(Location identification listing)
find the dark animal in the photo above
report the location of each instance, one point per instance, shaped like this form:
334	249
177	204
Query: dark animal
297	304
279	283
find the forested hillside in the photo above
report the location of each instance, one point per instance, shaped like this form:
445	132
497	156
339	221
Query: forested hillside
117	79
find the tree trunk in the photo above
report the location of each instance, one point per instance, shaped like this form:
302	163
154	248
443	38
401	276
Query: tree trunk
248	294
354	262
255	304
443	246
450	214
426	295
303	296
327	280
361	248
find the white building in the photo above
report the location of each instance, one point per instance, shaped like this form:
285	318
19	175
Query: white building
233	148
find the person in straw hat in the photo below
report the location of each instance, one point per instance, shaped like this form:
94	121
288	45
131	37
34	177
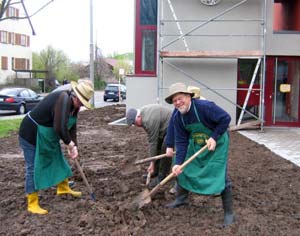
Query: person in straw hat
170	133
154	119
41	130
196	123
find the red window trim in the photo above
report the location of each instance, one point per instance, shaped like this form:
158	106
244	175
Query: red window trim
138	43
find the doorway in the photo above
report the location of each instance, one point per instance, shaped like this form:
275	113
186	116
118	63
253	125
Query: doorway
282	91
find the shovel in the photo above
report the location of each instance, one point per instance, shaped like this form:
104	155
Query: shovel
146	191
145	198
85	180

▶ WORK TO DO
Reproduce the entire listing above verbatim, leaving out the pictures.

▶ FINAL RESULT
find the dark animal in the photo above
report the location of each instance, one point per instance, shaped like this form:
334	249
177	204
Query: dark animal
297	304
279	283
find the forested hillside in the photo above
report the location of each instance, one point per instance, shaped like this form:
445	132
497	156
339	221
Query: forested hillside
117	79
find the tree trunk in the photo above
report the location of each instance, one point per instance, shaped like this form:
302	163
154	248
443	38
401	276
Query: tree trunk
248	294
354	262
255	304
443	246
450	214
426	295
303	296
327	280
361	248
find the white building in the photo above
report the location of each instance, one point per instance, shaped like this form:
285	318
19	175
Query: white building
233	148
find the person in straw hat in the photo below
report the location of each instance, one point per instance, shaped like this form:
94	121
288	45
131	37
34	177
Query: person in straw hat
170	133
154	119
41	130
196	123
find the red window trim in the photo above
report the location of each instance, one point per instance, shaped like this form:
158	106
244	175
Query: red window trim
138	43
find the doorway in the photo above
report the location of each instance, one point per instance, shaped like this form:
275	113
186	116
118	63
253	125
Query: doorway
282	91
find the shovel in the photo above
report the location of each instance, one point per instance, shaped like this form:
104	155
Query: shovel
146	191
145	198
85	180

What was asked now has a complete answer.